• [EXCERPT]:
------------
Reference : Exploring the effect of a second closely-timed PRP infiltration for tendinopathy
Scientific congresses and symposiums : Unpublished conference/Abstract
Human health sciences : Orthopedics, rehabilitation & sports medicine
http://hdl.handle.net/2268/216884
Exploring the effect of a second closely-timed PRP infiltration for tendinopathy
English
Kaux, Jean-François mailto [Université de Liège - ULiège > Département des sciences de la motricité > Médecine physique, réadaptation et traumatologie du sport >]
Croisier, Jean-Louis mailto [Université de Liège - ULiège > Département des sciences de la motricité > Kinésithérapie générale et réadaptation >]
Forthomme, Bénédicte mailto [Université de Liège - ULiège > Département des sciences de la motricité > Rééducation du membre supérieur >]
Le Goff, Caroline mailto [Université de Liège - ULiège > Département de pharmacie > Département de pharmacie >]
Gothot, André mailto [Université de Liège - ULiège > Département des sciences biomédicales et précliniques > Biologie de la coagulation et de l'hémostase >]
Delcour, Sandra [Université de Liège - ULiège > Département de pharmacie > Chimie médicale >]
Crielaard, Jean-Michel mailto [Université de Liège - ULiège > Département des sciences de la motricité > Département des sciences de la motricité >]
10-Dec-2017
Yes
International
5th Congress of E.C.O.S.E.P.
9-10 December 2017
European College of Sports & Exercise Physicians
Dubai
UAE
[en] Introduction: Some clinical series have previously evaluated the effect of PRP in the treatment of proximal patellar tendinopathies. Although it is possible that a single infiltrative administration may prove to be an effective treatment for this indication, most of the existing studies evaluated the effects of successive infiltrations which is arguably likely to increase the risks of complications.
Methods: Our study is a single blinded, randomized controlled clinical trial on 20 leisure sportsmen (2 groups, respectively 1 or 2 infiltrations of pure PRP) with chronic proximal patellar tendinopathies, rebel to classical management. PRP was obtained using an aphaeresis machine. The one-year follow-up evaluation consisted of VAS, IKDC and VISA-P scores, while algometer, isokinetic and ultrasounds evaluations were carried out up to 3 months.
------------
• [WHAT THE TASK REQUIRES]: Can you copy word for word the part of the PRP infiltration abstract that opens with the words containing "9-10 December 2017" and closes with "risks of complications."? Draw only on the PRP infiltration abstract.

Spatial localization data
------------
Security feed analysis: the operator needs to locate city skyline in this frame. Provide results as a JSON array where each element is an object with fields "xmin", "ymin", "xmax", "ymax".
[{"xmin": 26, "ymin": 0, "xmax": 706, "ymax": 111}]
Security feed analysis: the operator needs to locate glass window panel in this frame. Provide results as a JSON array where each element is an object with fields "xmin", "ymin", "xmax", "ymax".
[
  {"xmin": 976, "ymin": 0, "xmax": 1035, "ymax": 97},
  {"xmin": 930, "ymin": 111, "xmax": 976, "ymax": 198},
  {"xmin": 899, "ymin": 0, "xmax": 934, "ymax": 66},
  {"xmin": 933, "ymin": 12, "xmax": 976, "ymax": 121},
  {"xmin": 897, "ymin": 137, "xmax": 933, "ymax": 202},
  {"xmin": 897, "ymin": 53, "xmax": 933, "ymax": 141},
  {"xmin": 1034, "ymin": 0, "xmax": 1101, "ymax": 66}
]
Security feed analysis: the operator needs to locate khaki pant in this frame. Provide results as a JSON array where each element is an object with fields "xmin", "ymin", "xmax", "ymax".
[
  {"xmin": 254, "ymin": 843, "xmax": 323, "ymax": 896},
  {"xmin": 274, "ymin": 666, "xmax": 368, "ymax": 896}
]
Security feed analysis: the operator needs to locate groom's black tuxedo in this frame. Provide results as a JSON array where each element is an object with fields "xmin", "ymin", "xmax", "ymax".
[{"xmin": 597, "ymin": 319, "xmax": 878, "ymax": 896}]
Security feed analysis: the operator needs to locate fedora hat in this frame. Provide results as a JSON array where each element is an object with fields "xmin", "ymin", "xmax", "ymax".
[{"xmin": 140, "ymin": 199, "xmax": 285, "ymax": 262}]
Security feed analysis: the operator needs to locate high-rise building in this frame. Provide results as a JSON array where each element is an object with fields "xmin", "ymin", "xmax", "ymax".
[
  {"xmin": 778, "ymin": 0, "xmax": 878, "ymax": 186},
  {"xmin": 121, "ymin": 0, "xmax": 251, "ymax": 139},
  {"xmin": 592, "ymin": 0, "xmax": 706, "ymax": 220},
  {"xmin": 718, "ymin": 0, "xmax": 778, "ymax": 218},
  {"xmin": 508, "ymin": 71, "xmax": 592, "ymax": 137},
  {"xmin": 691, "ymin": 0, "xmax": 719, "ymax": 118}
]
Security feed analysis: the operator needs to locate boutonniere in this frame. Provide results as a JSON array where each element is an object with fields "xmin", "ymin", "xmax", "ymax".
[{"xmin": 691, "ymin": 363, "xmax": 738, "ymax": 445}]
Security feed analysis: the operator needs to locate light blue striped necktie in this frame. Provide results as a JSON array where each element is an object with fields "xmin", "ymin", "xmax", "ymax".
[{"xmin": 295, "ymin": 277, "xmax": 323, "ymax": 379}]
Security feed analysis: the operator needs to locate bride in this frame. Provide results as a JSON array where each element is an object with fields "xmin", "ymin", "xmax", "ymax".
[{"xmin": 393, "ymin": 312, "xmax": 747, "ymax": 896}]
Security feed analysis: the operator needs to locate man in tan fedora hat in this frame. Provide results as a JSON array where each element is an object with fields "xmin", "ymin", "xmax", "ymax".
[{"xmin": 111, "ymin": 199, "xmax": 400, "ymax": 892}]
------------
• [EXPECTED ANSWER]:
9-10 December 2017
European College of Sports & Exercise Physicians
Dubai
UAE
[en] Introduction: Some clinical series have previously evaluated the effect of PRP in the treatment of proximal patellar tendinopathies. Although it is possible that a single infiltrative administration may prove to be an effective treatment for this indication, most of the existing studies evaluated the effects of successive infiltrations which is arguably likely to increase the risks of complications.